An exact copy of every entry below is needed.
────────
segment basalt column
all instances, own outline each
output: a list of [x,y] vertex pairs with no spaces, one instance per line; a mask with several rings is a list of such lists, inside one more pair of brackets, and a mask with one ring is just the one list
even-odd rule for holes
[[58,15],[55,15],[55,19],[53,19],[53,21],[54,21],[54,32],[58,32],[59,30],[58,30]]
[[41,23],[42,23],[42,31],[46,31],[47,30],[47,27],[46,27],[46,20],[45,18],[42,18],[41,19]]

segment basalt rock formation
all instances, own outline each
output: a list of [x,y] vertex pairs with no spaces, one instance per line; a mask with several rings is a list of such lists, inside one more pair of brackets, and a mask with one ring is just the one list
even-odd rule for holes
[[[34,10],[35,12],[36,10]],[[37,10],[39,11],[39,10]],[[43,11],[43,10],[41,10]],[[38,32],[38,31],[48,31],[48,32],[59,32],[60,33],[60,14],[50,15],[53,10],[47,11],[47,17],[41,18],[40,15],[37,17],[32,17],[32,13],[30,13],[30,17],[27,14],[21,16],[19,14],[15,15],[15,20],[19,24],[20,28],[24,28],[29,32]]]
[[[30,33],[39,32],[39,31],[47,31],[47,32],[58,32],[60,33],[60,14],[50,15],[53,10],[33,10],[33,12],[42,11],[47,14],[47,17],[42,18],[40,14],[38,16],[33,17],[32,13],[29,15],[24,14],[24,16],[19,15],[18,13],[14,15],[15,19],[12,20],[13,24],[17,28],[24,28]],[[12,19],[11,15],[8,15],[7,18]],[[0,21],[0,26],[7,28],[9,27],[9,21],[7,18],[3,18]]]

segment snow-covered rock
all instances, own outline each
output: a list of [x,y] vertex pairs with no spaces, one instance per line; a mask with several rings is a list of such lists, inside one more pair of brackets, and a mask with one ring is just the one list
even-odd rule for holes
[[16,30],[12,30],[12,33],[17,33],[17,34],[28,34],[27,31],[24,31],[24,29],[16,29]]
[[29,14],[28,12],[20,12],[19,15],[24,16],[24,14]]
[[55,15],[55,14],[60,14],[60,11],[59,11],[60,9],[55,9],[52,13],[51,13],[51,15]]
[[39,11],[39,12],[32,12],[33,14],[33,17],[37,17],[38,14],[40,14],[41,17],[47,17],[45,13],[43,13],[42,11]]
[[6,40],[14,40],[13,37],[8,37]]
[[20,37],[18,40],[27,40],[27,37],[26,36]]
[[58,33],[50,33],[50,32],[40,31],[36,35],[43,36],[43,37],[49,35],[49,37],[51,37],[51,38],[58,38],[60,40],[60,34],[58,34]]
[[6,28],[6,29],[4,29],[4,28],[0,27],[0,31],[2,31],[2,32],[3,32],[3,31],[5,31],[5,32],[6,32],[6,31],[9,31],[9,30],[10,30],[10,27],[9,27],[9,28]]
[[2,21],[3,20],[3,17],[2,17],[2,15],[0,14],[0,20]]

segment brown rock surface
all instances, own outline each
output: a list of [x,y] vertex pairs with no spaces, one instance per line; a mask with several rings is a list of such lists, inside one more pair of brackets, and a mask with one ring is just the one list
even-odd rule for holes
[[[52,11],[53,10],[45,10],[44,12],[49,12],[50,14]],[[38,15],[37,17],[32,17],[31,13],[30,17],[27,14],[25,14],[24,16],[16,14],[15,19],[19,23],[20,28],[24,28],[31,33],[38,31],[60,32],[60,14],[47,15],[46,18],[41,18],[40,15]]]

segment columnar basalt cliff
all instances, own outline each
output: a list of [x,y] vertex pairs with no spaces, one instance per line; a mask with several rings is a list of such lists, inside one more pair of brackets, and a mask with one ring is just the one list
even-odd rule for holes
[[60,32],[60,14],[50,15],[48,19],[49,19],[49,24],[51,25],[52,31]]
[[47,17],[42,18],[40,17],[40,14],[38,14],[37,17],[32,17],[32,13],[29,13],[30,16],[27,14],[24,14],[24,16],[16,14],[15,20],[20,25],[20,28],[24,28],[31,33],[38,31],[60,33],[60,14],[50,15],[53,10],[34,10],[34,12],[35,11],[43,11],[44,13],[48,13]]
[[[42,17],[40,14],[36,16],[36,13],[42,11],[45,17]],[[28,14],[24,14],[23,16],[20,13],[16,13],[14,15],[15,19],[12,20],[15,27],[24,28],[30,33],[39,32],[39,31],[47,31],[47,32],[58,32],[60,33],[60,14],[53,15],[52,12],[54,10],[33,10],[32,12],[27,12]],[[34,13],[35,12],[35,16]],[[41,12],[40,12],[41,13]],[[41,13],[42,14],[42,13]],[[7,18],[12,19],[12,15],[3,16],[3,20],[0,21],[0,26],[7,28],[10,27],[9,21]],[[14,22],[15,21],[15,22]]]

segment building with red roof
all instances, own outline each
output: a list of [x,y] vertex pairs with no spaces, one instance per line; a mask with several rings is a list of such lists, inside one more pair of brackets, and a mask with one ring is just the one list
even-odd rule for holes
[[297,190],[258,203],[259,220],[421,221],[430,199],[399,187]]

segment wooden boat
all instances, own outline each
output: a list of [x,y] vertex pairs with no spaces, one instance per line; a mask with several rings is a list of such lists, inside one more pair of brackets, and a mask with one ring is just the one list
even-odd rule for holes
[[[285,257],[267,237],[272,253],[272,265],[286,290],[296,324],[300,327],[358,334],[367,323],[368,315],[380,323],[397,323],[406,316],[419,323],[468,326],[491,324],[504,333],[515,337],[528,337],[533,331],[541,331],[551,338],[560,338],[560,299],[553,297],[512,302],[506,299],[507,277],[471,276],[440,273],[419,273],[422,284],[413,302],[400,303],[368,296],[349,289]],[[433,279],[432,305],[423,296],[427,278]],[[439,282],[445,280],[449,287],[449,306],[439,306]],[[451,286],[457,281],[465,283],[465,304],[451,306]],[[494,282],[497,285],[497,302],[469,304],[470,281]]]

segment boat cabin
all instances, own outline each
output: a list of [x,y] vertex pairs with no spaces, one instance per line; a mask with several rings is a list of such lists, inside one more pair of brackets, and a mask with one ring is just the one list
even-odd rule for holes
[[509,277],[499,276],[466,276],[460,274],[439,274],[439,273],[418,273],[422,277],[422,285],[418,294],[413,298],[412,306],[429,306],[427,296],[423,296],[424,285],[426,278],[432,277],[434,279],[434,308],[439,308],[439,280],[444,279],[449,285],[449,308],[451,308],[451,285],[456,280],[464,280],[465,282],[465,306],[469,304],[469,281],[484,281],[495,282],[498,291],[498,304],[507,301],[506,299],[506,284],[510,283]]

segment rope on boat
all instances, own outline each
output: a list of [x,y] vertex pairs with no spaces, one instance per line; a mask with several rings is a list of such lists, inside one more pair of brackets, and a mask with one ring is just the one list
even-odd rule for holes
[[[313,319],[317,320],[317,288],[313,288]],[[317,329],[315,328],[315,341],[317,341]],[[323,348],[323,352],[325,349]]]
────────
- _ANSWER FOR THE TASK_:
segment basalt column
all instances, own outline each
output: a list of [x,y] vertex pairs with no spaces, one instance per line; a mask with several rings is a list of such lists, inside one more pair of brackets, and a mask with one ring is just the one list
even-odd rule for holes
[[58,15],[55,15],[55,19],[53,19],[53,21],[54,21],[54,32],[58,32],[59,30],[58,30]]
[[41,23],[42,23],[42,31],[46,31],[47,30],[47,27],[46,27],[46,20],[45,18],[42,18],[41,19]]

segment basalt rock formation
all instances, own outline each
output: a list of [x,y] vertex pairs with no spaces, one instance per line; a mask with several rings is a list of such lists, inside one more pair of brackets, and a mask with one ring is just the one list
even-odd rule for holes
[[[34,10],[35,12],[36,10]],[[37,10],[39,11],[39,10]],[[43,11],[43,10],[41,10]],[[38,32],[38,31],[48,31],[48,32],[59,32],[60,33],[60,14],[50,15],[53,10],[47,11],[47,17],[41,18],[40,15],[37,17],[32,17],[32,13],[30,13],[30,17],[27,14],[21,16],[19,14],[15,15],[15,20],[19,24],[20,28],[24,28],[29,32]]]
[[[30,33],[39,32],[39,31],[47,31],[47,32],[58,32],[60,33],[60,14],[50,15],[53,10],[33,10],[33,12],[42,11],[47,14],[47,17],[42,18],[40,14],[38,16],[33,17],[32,13],[29,15],[24,14],[24,16],[19,15],[18,13],[14,15],[15,19],[12,20],[13,24],[17,28],[24,28]],[[12,19],[11,15],[8,15],[7,18]],[[0,21],[0,26],[7,28],[9,27],[9,21],[7,18],[3,18]]]

segment snow-covered rock
all instances, own outline each
output: a list of [x,y] vertex pairs with no spaces, one instance per line; a mask with several rings is a list of such lists, inside one more pair of brackets, and a mask with one ring is just the one list
even-odd rule for holes
[[16,30],[12,30],[12,33],[17,33],[17,34],[28,34],[27,31],[24,31],[24,29],[16,29]]
[[29,14],[28,12],[20,12],[19,15],[24,16],[24,14]]
[[55,15],[55,14],[60,14],[60,11],[59,11],[60,9],[55,9],[52,13],[51,13],[51,15]]
[[39,11],[39,12],[32,12],[33,14],[33,17],[37,17],[38,14],[40,14],[41,17],[47,17],[45,13],[43,13],[42,11]]
[[6,40],[14,40],[13,37],[8,37]]
[[20,37],[18,40],[27,40],[27,37],[26,36]]
[[58,33],[50,33],[50,32],[40,31],[36,35],[43,36],[43,37],[49,35],[49,37],[51,37],[51,38],[58,38],[60,40],[60,34],[58,34]]
[[6,28],[6,29],[4,29],[4,28],[0,27],[0,31],[2,31],[2,32],[3,32],[3,31],[5,31],[5,32],[6,32],[6,31],[9,31],[9,30],[10,30],[10,27],[9,27],[9,28]]
[[2,21],[3,20],[3,17],[2,17],[2,15],[0,14],[0,20]]

segment brown rock surface
all instances, own outline each
output: a list of [x,y] vertex pairs with no spaces, one instance per line; a mask with several rings is a list of such lists, inside one more pair of brackets, and a mask with one ring is just the one list
even-odd rule for holes
[[[52,11],[53,10],[45,10],[44,12],[49,12],[50,14]],[[38,15],[37,17],[32,17],[31,13],[30,17],[27,14],[25,14],[24,16],[16,14],[15,19],[19,23],[20,28],[24,28],[31,33],[38,31],[60,32],[60,14],[47,15],[46,18],[41,18],[40,15]]]

segment columnar basalt cliff
all instances, own outline each
output: a list of [x,y] vertex pairs with no spaces, one instance per line; a mask with several rings is a list of such lists, inside one more pair of brackets, and a mask with one ring is just the one list
even-odd rule for holes
[[60,32],[60,14],[50,15],[48,19],[49,19],[49,24],[51,25],[52,31]]
[[47,17],[42,18],[40,17],[40,14],[38,14],[37,17],[32,17],[32,13],[29,13],[30,16],[27,14],[24,14],[24,16],[16,14],[15,20],[20,25],[20,28],[24,28],[31,33],[38,31],[60,33],[60,14],[50,15],[53,10],[34,10],[34,12],[35,11],[43,11],[44,13],[48,13]]
[[[42,17],[40,14],[36,16],[36,13],[42,11],[45,17]],[[28,14],[24,14],[23,16],[20,13],[16,13],[14,15],[15,19],[12,20],[15,27],[24,28],[30,33],[39,32],[39,31],[47,31],[47,32],[58,32],[60,33],[60,14],[53,15],[52,12],[54,10],[33,10],[32,12],[27,12]],[[34,13],[35,12],[35,16]],[[41,12],[40,12],[41,13]],[[41,13],[42,14],[42,13]],[[7,18],[12,19],[12,15],[3,16],[3,20],[0,21],[0,26],[7,28],[10,27],[9,21]],[[14,22],[15,21],[15,22]]]

segment building with red roof
all instances, own outline each
output: a list of [x,y] vertex pairs with no spaces, one instance per line; a mask with several rings is a list of such lists, inside one more pair of brackets, and a mask with one ring is just the one list
even-odd rule for holes
[[297,190],[258,203],[259,220],[421,221],[430,199],[399,187]]

segment wooden boat
all instances, own outline each
output: a list of [x,y] vertex pairs with no spaces, one instance per line; a mask with several rings is a list of such lists, inside one more pair of brackets, and a mask with one ring is just the one list
even-odd rule for holes
[[[285,257],[267,237],[272,253],[272,265],[286,290],[296,324],[300,327],[358,334],[367,323],[368,315],[380,323],[397,323],[406,316],[419,323],[468,326],[491,324],[504,333],[515,337],[528,337],[533,331],[541,331],[551,338],[560,338],[560,299],[553,297],[512,302],[506,299],[507,277],[471,276],[440,273],[419,273],[422,284],[413,302],[400,303],[368,296],[349,289]],[[433,279],[432,305],[423,296],[427,278]],[[439,282],[445,280],[449,287],[449,306],[439,306]],[[451,286],[457,281],[465,283],[465,304],[451,306]],[[494,282],[497,285],[497,302],[469,304],[470,281]]]

segment boat cabin
all instances, own outline each
output: a list of [x,y] vertex pairs with no spaces, one instance per line; a mask with several rings is a list of such lists, inside one more pair of brackets, and a mask with one ring is just the one list
even-odd rule for holes
[[509,277],[499,276],[466,276],[460,274],[439,274],[439,273],[418,273],[422,277],[422,285],[418,294],[413,298],[412,306],[429,306],[427,296],[423,296],[424,285],[426,278],[432,277],[434,279],[434,308],[439,308],[439,280],[444,279],[449,285],[449,308],[451,308],[451,285],[456,280],[464,280],[465,282],[465,306],[469,304],[469,281],[484,281],[495,282],[498,291],[498,304],[507,301],[506,299],[506,284],[510,283]]

segment rope on boat
all instances, own outline each
output: a list of [x,y] vertex pairs with no spaces, one instance per line; a mask with several rings is a list of such lists, inside one more pair of brackets, and a mask with one ring is just the one list
even-odd rule for holes
[[[313,319],[317,320],[317,288],[313,288]],[[317,329],[315,328],[315,341],[317,341]],[[323,348],[323,352],[325,349]]]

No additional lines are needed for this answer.